◆ What you should do:
Tally how many lines of the items below contain the word "over", and reply with only that number.

◆ Given entries:
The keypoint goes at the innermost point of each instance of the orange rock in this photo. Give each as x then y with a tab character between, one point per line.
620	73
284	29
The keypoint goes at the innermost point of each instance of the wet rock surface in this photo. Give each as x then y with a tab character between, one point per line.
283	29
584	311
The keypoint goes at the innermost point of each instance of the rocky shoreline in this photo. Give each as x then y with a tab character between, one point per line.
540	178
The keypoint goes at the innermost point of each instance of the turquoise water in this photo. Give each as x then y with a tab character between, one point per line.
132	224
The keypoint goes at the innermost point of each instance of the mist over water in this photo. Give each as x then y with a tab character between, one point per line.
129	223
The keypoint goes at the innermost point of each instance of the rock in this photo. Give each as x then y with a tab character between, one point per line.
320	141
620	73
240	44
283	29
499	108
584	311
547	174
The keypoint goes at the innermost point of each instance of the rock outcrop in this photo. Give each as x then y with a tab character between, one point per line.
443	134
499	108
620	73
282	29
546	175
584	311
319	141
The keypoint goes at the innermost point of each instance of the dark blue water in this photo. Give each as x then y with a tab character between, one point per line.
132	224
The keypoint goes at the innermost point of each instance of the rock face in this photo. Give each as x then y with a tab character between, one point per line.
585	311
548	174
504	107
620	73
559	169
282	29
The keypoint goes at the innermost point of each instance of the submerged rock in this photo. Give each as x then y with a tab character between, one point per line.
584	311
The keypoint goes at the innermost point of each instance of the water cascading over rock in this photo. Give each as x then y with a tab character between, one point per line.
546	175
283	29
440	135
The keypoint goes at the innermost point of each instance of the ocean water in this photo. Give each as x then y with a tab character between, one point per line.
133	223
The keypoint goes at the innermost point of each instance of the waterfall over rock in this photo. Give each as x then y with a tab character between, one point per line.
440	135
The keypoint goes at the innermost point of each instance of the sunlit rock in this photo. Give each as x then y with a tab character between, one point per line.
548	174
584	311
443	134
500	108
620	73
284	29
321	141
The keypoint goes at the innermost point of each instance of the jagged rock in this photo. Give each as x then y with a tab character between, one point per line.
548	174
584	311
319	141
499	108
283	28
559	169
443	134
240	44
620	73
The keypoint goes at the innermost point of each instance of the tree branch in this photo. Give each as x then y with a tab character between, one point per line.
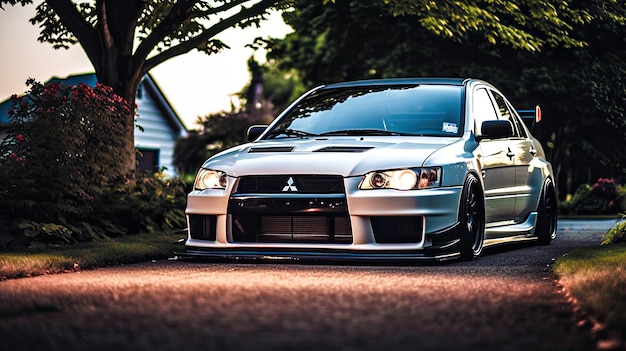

◆ Exercise response:
3